• [CONSIGNE 1] Quels atouts du Yémen le texte sur l'histoire du Yémen énumère-t-il ?
• [CONSIGNE 2] Pouvez-vous prolonger le texte sur l'histoire du Yémen à partir de sa dernière phrase ?

• [TEXTE SOURCE]
━━━━━━━━━━━━━━━━

YEMEN, SANAA : Picture released on June 1990 of Yemeni President Ali Abdullah Saleh in his presidential palace in Sanaa.

AFP

Un tournant s’opère à la fin du XXème siècle alors que, divisé en deux entités politiquement et économiquement distinctes, le Yémen parvient à retrouver son unité sous l’égide du président Saleh. La réunification enclenche un phénomène jusque-là inexpérimenté, celui de la démocratie, celui de la modernisation. Mais en l’espace d’une vingtaine d’années, son régime démocratique est successivement mis à l’épreuve par la guerre civile de 1994, la guerre du Saada déclenchée en 2004 et les troubles, difficilement contenus, qui déstabilisent le pays depuis les révolutions arabes. Ces dynamiques, à la fois internes et externes, participent à la formation au Moyen-Orient d’un régime démocratique unique et original.

Partie 1. La lente transformation d’un pays divisé et dominé

Le Yémen se singularise au sein de la péninsule arabique par son régime républicain et son immense pauvreté. Ses nombreux atouts - situation géographique privilégiée au bord de la mer rouge longeant la route du canal de Suez, richesses agricoles (culture du coton) et halieutiques (crevettes et langoustes), potentiel touristique et importantes réserves naturelles de gaz et de pétrole - expliquent qu’il soit depuis longtemps pris dans le jeu des puissances, le pays se trouvant écartelé entre sa partie sud dominée par les Britanniques et sa partie nord contrôlé par les Ottomans. Seul garant de l’unité, l’imam, qui avait dû fuir à la fin du XIXème siècle, retrouve son pouvoir sur la zone laissée vacante par l’Empire ottoman en 1918, marquant le début d’une lutte ouverte entre Nord et Sud du pays toujours sous tutelle coloniale.
Les deux Yémen ont dès lors suivi des orientations divergentes. Après le régime de l’imamat et la révolution de 1962, le Nord est confronté à l’opposition entre royalistes et républicains qui se conclut en 1970 par la mise en place d’un régime républicain conservateur. L’arrivée au pouvoir en 1978 du lieutenant-colonel Ali Abdallah Saleh permet à la jeune République de renouer avec une longue période de stabilité. Après son indépendance en 1967, le Sud s’oriente quant à lui vers un régime marxiste autour du Parti Socialiste Yéménite (PSY).

Les dynamiques internes à la transformation politique du Yémen

Malgré ces longues années alternant entre ignorance et hostilité, la population des deux Yémen aspire tôt à la réunification, la « nation » yéménite jouant un rôle central, souvent oublié, dans l’histoire récente du pays. Car bien que les Yéménites soient historiquement divisés en tribus rivales, le XXème a vu s’épanouir un sentiment d’« être en société » qui s’est exprimé, par exemple, par la volonté, dès la fin des années 30, de créer des syndicats de défense des droits de l’homme à Aden et cela malgré l’empressement du pouvoir colonialiste à promulguer des lois pour s’y opposer. Au Sud surtout, le développement de l’administration et de diverses institutions civiles (cercles littéraires, organisations syndicales, féminines et politiques) permet l’éclosion d’une société civile dépassant le tribalisme. C’est ainsi que, poussée par l’économie en crise, le peuple, au bord de la révolte, exige l’unité lors de diverses manifestations, brandissant le portrait de Saleh, et aboutissant finalement à la déclaration d’unité en 1989.

━━━━━━━━━━━━━━━━

[Entrées d'annotation de zones d'image]
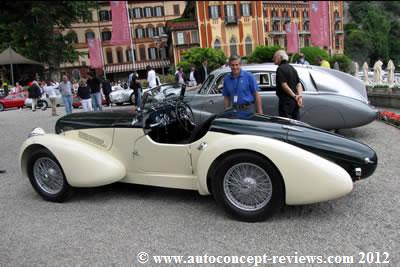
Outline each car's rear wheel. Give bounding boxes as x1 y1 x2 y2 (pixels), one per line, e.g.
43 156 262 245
212 152 284 222
28 149 72 202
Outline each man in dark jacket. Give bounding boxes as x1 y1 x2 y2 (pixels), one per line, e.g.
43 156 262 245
28 81 42 111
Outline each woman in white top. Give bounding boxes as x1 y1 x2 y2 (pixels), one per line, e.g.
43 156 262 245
42 81 59 116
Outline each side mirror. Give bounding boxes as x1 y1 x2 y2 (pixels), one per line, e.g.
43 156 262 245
179 84 186 100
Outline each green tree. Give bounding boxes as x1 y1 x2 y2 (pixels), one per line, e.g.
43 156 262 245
248 45 282 63
177 47 226 72
0 1 97 67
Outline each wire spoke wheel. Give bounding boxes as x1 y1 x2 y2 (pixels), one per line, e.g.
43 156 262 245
223 163 272 211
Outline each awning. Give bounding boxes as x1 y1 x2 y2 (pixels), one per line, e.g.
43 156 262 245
105 59 171 73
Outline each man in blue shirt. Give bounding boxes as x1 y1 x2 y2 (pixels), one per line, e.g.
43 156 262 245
222 56 263 114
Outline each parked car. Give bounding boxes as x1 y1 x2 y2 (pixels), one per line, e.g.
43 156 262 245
0 93 28 111
25 89 64 109
19 87 377 221
186 64 378 130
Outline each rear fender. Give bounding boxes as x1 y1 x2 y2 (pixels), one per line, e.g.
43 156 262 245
197 133 353 205
19 134 126 187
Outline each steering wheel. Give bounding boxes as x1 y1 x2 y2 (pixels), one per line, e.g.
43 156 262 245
175 101 196 133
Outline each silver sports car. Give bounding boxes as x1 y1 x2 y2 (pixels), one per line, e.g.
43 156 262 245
186 63 378 130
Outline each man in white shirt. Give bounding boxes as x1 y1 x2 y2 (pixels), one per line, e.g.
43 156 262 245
146 65 157 88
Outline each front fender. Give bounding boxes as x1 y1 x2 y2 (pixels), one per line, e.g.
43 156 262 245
197 133 353 205
19 134 126 187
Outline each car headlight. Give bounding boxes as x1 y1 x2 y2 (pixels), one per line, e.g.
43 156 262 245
28 127 46 138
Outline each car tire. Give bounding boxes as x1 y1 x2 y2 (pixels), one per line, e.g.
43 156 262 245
28 149 73 202
211 152 284 222
129 93 136 105
37 100 49 110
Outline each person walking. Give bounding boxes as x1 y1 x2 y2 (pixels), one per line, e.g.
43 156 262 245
273 50 303 120
146 65 157 88
78 80 93 111
86 72 103 111
101 79 112 106
43 80 59 116
195 59 209 84
175 67 187 86
315 56 331 69
58 75 72 114
222 55 263 114
28 81 42 111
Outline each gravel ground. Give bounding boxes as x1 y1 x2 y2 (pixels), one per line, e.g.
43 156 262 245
0 108 400 266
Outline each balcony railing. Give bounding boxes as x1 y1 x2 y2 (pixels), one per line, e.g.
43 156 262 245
224 16 238 24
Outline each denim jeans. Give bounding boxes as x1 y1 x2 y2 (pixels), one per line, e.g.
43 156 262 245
90 93 103 111
63 95 72 114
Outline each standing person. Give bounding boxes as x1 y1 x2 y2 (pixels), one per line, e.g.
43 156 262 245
86 72 103 111
28 81 42 111
273 50 303 120
58 75 72 114
189 66 197 86
175 67 187 86
129 76 142 111
296 53 310 65
101 80 112 106
222 55 263 114
78 80 93 111
43 80 59 116
146 65 157 88
195 59 209 84
315 56 331 69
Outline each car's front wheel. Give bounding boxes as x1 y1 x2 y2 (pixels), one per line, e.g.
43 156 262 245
212 152 284 222
28 149 72 202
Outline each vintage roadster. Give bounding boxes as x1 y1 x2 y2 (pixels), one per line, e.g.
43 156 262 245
20 86 377 221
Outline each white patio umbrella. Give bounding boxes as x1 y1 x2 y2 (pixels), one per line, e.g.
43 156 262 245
374 60 383 84
363 62 369 84
386 60 395 85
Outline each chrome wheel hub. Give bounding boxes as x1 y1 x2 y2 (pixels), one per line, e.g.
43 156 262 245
223 163 272 211
33 157 64 195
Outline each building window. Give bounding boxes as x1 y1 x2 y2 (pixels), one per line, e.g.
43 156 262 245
158 26 165 35
214 39 221 49
136 28 144 38
117 47 124 63
133 7 142 19
242 3 251 17
159 47 167 59
335 38 340 49
192 30 200 44
229 37 238 56
176 32 185 45
149 47 157 60
99 10 112 21
245 36 253 56
210 6 219 19
101 31 111 41
85 32 96 43
126 48 137 62
144 7 153 18
139 47 146 60
174 5 181 15
106 49 113 64
154 6 164 17
147 27 155 37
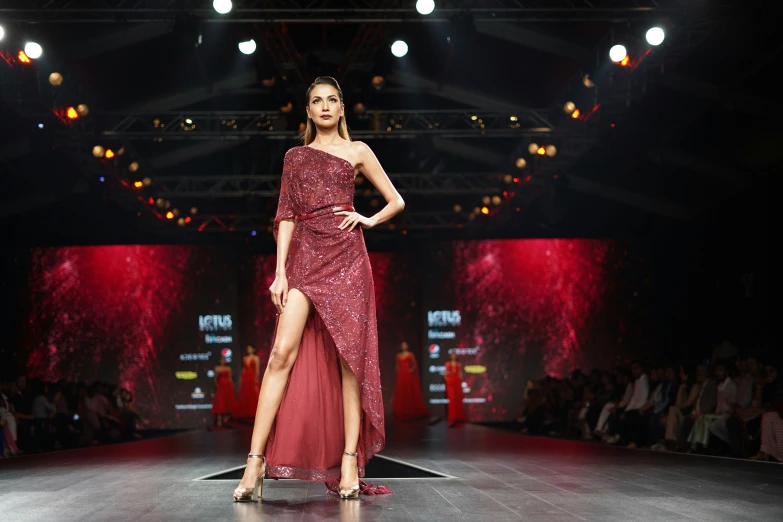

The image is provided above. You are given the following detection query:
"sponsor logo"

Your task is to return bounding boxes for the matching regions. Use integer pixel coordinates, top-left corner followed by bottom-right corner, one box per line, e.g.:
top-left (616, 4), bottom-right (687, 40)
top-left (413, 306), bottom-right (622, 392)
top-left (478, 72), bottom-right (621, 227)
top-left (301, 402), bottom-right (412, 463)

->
top-left (179, 352), bottom-right (212, 361)
top-left (427, 310), bottom-right (462, 326)
top-left (204, 334), bottom-right (234, 344)
top-left (198, 315), bottom-right (234, 332)
top-left (449, 346), bottom-right (481, 355)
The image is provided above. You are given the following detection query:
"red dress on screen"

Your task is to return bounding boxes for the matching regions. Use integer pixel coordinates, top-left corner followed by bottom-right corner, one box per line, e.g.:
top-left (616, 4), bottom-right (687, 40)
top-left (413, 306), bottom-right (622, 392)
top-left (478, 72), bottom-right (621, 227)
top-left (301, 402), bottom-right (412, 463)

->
top-left (265, 146), bottom-right (385, 489)
top-left (234, 357), bottom-right (260, 418)
top-left (443, 361), bottom-right (467, 424)
top-left (394, 355), bottom-right (430, 421)
top-left (212, 370), bottom-right (237, 415)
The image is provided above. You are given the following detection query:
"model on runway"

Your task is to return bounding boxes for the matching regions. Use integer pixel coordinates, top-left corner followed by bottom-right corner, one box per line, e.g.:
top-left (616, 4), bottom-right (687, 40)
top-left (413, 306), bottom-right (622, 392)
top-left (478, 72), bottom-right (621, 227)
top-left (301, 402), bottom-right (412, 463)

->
top-left (234, 77), bottom-right (405, 501)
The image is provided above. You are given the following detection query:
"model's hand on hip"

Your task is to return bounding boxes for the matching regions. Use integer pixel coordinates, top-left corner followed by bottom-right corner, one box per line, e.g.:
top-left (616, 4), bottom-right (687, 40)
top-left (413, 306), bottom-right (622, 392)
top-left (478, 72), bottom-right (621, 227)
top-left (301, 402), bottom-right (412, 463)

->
top-left (334, 210), bottom-right (375, 230)
top-left (269, 275), bottom-right (288, 314)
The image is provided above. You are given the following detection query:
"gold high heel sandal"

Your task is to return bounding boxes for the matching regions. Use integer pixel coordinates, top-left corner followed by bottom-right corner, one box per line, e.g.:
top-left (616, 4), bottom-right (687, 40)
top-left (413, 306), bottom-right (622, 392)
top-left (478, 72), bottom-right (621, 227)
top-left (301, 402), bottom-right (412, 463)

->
top-left (340, 451), bottom-right (359, 500)
top-left (234, 454), bottom-right (266, 502)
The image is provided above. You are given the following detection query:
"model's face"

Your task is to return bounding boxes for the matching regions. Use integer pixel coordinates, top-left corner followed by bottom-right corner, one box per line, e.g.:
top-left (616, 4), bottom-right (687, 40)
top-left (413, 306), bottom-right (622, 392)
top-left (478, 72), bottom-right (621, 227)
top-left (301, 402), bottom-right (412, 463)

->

━━━━━━━━━━━━━━━━

• [RÉPONSE ATTENDUE 1]
- Une situation géographique privilégiée au bord de la mer Rouge, le long de la route du canal de Suez
- Des richesses agricoles (culture du coton)
- Des richesses halieutiques (crevettes et langoustes)
- Un potentiel touristique
- D'importantes réserves naturelles de gaz et de pétrole

• [RÉPONSE ATTENDUE 2]
Car la réunification est aussi profondément liée à l’action d’un homme : Ali Abdallah Saleh. Vif d’esprit, il comprend rapidement l’intérêt économique de l’union qui permettrait aux produits du Nord d’accéder au marché du Sud, tout autant que l’intérêt politique qu’il aurait à se présenter comme le chantre de l’unité yéménite. Il s’est donc attaché à mener les réformes nécessaires au changement qui finit par se concrétiser le 22 mai 1990 avec la naissance officielle de la République du Yémen.

La réunification enclenche le processus démocratique

Un tel changement n’a pas été sans difficultés car il a fallu conjuguer le personnel politique des deux régimes, tout en s’accommodant des méthodes, des habitudes et des susceptibilités de chacun. Or, aucun n’accepte de perdre ses prérogatives. Saleh finit par trancher pour le principe d’« unité par fusion complète » pour organiser la répartition des pouvoirs, ce qui se traduit concrètement par la fusion des deux parlements et le dédoublement du gouvernement, le conseil du président réunissant cinq membres sous l’égide du président Saleh et du vice-président qui n’est autre que le secrétaire général du PSY, Ali Salim al-Bid.
Le peuple est lui sollicité par référendum en mai 1991 pour adopter une nouvelle Constitution, amendée ensuite à plusieurs reprises. Le Yémen « Etat arabe, islamique, indépendant, souverain, un et indivisible » (article 1er) devient une des rares Républiques du monde arabe à pratiquer le pluralisme politique (articles 4 et 5). L’unification entame alors un processus de démocratisation, la constitution - qui consacre la liberté d’expression, le pluralisme politique, la liberté de presse et d’association - permettant à la société civile de s’épanouir au sein d’ONG ou de syndicats.

Partie 2. Un modèle politique unique et original : « l’exception yéménite »

L’alliance du tribalisme et de la démocratie à l’occidentale au Yémen confère originalité et singularité à son modèle et à son expérience politique, d’où l’expression « d’exception yéménite ».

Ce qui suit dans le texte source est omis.